[Location annotation dataset excerpts]
--

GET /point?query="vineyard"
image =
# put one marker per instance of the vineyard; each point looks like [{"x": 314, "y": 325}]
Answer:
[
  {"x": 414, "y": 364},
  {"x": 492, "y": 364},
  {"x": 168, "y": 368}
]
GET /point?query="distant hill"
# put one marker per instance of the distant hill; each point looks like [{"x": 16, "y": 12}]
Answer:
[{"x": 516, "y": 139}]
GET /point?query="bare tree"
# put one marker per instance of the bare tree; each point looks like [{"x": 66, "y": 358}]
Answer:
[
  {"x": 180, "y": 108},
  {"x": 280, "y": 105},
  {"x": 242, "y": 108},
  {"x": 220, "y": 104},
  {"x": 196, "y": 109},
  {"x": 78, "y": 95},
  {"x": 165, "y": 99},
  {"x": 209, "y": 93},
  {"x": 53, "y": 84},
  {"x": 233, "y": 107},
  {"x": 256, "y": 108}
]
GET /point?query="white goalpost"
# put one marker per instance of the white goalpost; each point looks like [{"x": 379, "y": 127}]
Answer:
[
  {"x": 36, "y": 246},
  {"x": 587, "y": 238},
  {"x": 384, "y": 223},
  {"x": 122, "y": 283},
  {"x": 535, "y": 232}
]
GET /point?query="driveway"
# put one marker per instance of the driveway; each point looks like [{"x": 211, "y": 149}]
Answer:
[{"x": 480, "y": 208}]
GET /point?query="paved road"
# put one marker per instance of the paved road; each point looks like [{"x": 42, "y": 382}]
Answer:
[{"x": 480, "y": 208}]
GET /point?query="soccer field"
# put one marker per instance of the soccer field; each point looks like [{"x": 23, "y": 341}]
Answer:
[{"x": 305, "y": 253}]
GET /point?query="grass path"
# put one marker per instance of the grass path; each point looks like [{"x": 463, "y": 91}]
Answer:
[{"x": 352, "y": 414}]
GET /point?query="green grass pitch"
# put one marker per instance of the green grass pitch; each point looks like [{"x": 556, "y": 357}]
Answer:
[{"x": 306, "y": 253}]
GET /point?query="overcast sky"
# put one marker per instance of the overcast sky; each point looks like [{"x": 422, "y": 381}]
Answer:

--

■ Instructions to follow ■
Identify each line in the material above that contains the word "instance", and copy those lines in order.

■ Result ■
# put one marker per instance of the vineyard; each point looks like [{"x": 314, "y": 325}]
# put one marker per instance of the distant hill; each point looks like [{"x": 16, "y": 12}]
# put one marker per instance of the bare tree; each point looks like [{"x": 66, "y": 358}]
# put one marker per instance of the white goalpost; each point looks like [{"x": 379, "y": 127}]
# put one marker per instance of the driveway; each point looks like [{"x": 211, "y": 149}]
# put one marker per instance of the paved road; each point looks like [{"x": 42, "y": 382}]
# put one marker per instance of the soccer field; each point looks like [{"x": 23, "y": 341}]
# put one marker per instance of the grass path; each point looks like [{"x": 463, "y": 91}]
# put one marker per instance of the green grass pitch; each point looks like [{"x": 556, "y": 357}]
# put one marker per instance of the overcast sky; each point looks like [{"x": 422, "y": 381}]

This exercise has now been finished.